• [What you need to do]:
Continue the bootstrap-analysis-in-BigQuery article from its last sentence, ignoring the material that comes after it.

How to Run Bootstrap Analysis in BigQuery
Make the most out of the little data you have, by grabbing your data by the bootstraps.
Introduction
Imagine you’re trying to gauge the average height of all the trees in a vast forest. It’s impractical to measure each one, instead, you measure a small sample and use those measurements to estimate the average for the entire forest. Bootstrapping, in statistics, works on a similar principle.
This involves taking a small sample from your data and, through a method of repeated sampling, estimates statistics (like the mean, median or standard deviation) for your dataset. This technique allows you to make inferences about populations from small samples with greater confidence.
In this article, we will cover:
- The basics of bootstrapping, what is it exactly?
- How to achieve a bootstrapped sample in BigQuery
- An experiment to understand how results change based on varying sample sizes, and how that relates to a known statistic
- A stored procedure you can take away and use yourself
Bootstrapping Basics
At its core, bootstrapping involves randomly selecting a number of observations from a dataset, with replacement, to form what is known as a “bootstrap sample.”
Let’s simplify this concept using a scenario where you have a basket of 25 apples and you’re curious about the average weight of apples in a larger context, like a market.
The Grab and Note Technique
Start by diving into your basket to grab an apple at random, weigh it, and then, instead of setting it aside, you put it right back into your basket. This way, every time you reach in for an apple, every single one, including the one you just weighed, is fair game to be picked again.
Repeat
Now, you repeat the grab, weigh, and replace action the same amount of times as there are apples in your basket, so 25 times in this scenario. Because you’re putting apples back after weighing them, you might end up weighing the same apple multiple times or possibly not at all. It’s the luck of the draw.
After completing 25 grabs, you have your first bootstrap sample. This sample is essentially a snapshot of potential average weights based on the apples you’ve randomly selected. To build a robust understanding, this process is often replicated hundreds or thousands of times.
These thousands of bootstrap samples serve as the foundation for understanding the variability and reliability of statistical estimates derived from limited data. This method’s strength lies in its ability to provide insight into the distribution of a statistic without relying on traditional assumptions, which might not always be valid or verifiable.
How to Generate a Bootstrap Sample in BigQuery
BigQuery doesn’t have a method for easily generating bootstrap samples, so we need to get a bit creative. I’ll start by using a small dataset of 25 rows.
Later, we will tackle a larger dataset with various sample and bootstrap sizes!
For this example, I’ve created a random dataset that simulates the weights of apples.
SELECT
apples AS Apple_ID,
CAST(FLOOR((RAND() + RAND() + RAND() + RAND() + RAND() + RAND() + RAND() + RAND() + RAND() + RAND()) / 10 * 200 + 100) AS INT64) AS weight
FROM
UNNEST(GENERATE_ARRAY(1, 25)) AS apples
Step 1
Generate an array of integers between 1 and 25 using GENERATE_ARRAY(1, 25)

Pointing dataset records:

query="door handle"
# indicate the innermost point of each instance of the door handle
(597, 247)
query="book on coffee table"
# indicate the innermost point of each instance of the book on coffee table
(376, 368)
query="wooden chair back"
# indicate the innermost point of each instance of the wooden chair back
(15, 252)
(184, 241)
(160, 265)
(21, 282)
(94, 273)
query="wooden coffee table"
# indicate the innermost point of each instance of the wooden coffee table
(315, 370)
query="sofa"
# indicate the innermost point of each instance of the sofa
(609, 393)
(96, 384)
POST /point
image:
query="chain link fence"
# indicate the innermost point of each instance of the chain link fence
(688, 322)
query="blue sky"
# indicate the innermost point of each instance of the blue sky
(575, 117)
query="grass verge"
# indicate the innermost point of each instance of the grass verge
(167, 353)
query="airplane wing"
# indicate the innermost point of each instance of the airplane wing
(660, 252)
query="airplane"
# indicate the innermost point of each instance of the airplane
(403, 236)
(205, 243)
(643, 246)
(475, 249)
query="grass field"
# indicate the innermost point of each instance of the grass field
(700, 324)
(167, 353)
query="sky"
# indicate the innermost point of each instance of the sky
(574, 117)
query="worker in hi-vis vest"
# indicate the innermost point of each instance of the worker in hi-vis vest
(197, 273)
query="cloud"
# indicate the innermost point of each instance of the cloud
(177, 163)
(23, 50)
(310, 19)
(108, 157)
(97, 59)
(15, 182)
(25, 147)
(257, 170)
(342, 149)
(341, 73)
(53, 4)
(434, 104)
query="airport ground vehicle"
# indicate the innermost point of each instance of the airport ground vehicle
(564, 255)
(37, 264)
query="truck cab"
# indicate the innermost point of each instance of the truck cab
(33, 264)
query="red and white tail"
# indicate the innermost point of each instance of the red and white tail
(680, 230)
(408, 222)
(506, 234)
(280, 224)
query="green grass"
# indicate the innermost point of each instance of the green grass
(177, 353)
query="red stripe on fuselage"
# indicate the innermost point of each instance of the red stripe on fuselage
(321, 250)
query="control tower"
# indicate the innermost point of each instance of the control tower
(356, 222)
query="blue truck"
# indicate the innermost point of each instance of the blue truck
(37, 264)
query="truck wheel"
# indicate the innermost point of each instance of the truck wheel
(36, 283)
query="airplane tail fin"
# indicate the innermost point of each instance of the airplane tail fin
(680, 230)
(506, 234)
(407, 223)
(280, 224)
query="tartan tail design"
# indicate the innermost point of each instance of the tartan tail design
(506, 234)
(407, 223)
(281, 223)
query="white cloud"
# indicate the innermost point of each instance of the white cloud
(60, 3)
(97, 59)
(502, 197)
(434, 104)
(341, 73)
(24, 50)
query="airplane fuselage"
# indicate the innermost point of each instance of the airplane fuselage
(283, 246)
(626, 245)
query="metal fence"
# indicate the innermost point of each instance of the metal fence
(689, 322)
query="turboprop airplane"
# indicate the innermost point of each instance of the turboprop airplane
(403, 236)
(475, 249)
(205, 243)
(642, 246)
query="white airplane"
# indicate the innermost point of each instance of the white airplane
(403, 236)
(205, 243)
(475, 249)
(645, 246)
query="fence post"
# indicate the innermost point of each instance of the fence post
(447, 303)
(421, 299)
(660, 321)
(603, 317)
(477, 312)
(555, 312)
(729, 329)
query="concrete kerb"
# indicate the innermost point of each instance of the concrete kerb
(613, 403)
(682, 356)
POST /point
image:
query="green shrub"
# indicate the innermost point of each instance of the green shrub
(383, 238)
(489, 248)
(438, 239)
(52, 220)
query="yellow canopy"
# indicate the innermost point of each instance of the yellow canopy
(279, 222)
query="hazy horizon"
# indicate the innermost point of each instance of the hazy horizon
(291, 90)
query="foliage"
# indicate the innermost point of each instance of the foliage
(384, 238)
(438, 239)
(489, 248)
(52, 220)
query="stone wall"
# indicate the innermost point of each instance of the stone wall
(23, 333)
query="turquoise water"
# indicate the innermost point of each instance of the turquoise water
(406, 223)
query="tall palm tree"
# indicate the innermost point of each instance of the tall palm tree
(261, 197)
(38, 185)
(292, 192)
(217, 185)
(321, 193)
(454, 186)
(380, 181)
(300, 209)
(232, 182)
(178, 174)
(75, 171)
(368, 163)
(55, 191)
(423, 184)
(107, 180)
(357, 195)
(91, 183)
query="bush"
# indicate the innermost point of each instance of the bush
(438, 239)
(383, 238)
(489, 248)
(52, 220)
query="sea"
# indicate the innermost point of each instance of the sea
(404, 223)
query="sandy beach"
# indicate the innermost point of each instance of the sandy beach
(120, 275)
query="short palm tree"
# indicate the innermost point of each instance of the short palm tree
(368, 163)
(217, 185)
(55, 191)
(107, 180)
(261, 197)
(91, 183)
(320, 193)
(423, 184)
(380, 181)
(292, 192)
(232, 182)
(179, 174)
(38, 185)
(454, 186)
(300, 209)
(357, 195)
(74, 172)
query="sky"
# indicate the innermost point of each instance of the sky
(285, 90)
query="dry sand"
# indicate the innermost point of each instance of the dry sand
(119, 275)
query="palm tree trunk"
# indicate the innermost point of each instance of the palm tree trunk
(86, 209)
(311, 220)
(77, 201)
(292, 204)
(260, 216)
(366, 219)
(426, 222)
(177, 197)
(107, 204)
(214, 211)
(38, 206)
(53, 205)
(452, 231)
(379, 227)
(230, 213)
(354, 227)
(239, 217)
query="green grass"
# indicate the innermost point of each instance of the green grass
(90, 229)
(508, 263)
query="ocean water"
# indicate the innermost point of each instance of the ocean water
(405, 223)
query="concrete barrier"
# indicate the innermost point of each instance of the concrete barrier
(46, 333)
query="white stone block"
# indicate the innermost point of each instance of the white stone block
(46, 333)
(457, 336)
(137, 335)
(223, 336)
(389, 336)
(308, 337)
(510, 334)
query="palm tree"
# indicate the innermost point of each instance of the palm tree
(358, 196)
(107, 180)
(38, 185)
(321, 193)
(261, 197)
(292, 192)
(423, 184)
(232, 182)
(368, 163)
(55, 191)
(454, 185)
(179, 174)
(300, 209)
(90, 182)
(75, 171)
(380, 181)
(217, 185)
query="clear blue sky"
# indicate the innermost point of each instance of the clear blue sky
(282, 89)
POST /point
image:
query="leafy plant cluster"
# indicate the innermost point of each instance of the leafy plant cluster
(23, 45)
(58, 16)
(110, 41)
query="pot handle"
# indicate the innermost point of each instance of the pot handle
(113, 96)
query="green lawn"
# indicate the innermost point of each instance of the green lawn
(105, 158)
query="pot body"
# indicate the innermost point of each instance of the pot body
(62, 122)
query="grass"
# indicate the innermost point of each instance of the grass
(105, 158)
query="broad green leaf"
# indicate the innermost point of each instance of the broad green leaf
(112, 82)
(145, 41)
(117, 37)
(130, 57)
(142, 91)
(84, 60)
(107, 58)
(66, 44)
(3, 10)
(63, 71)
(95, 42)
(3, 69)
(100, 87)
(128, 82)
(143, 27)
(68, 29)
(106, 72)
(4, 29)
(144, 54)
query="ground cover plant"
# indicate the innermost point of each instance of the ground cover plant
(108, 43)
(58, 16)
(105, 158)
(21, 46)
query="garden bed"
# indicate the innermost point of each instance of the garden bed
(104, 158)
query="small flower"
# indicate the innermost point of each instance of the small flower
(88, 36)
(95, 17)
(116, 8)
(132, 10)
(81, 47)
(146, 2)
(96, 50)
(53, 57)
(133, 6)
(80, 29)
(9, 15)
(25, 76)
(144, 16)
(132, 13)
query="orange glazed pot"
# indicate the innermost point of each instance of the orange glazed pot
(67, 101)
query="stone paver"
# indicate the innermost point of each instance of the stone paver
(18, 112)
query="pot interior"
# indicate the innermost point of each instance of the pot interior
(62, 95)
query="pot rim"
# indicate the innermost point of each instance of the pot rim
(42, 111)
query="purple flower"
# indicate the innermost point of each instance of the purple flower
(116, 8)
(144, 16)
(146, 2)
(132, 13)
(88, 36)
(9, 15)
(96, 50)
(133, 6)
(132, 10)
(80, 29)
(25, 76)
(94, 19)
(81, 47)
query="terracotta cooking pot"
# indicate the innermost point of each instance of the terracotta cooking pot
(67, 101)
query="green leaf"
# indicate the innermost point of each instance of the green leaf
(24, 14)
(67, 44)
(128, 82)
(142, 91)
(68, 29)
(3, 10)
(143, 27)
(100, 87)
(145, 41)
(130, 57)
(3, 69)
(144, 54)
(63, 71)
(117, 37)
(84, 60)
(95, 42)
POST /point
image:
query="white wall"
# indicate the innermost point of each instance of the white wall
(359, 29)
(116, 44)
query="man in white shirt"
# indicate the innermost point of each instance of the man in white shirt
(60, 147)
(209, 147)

• [Answer]:
. Each integer represents an apple.
Step 2
Unnest the generated array to create a row for each apple.
Step 3
Calculate the weight for each apple. I’ve achieved this by averaging ten calls to RAND()
, which generates a random number between 0 and 1 then scaling to fit within the 100 to 300-gram range.
The 10 calls to RAND brings in the central limit theorem to help build a normal distribution.
Finally, the weight is rounded down to the nearest whole number using FLOOR
and cast to an INT64
type.
These 25 apples average at 198.48 in weight, which we will compare against when we’ve generated our bootstrap samples.
Step 1: Setting Up
To start, we’ll declare and set some variables.
DECLARE BOOTSTRAP_SAMPLES, SAMPLE_SIZE INT64;
SET BOOTSTRAP_SAMPLES = 100;
SET SAMPLE_SIZE = (SELECT COUNT(*) FROM medium_examples.Apples_Demonstration);
BOOTSTRAP_SAMPLES
: The number of bootstrap samples we want to generate. In this example, we'll create 100 samples.SAMPLE_SIZE
: The number of data points in our dataset. This will be obtained from the dataset itself, as your sample size for each bootstrap should equal the size of the data source you’re sampling from.
Step 2: Generating Bootstrap Samples
The core of our bootstrapping method involves creating a mapping that allows us to select data points multiple times (with replacement).
- Creating a mapping table: We use two arrays generated in BigQuery to create a mapping between bootstrap samples and total dataset rows. This mapping will ensure that each sample can include any data point multiple times, enabling the “with replacement” aspect of bootstrapping.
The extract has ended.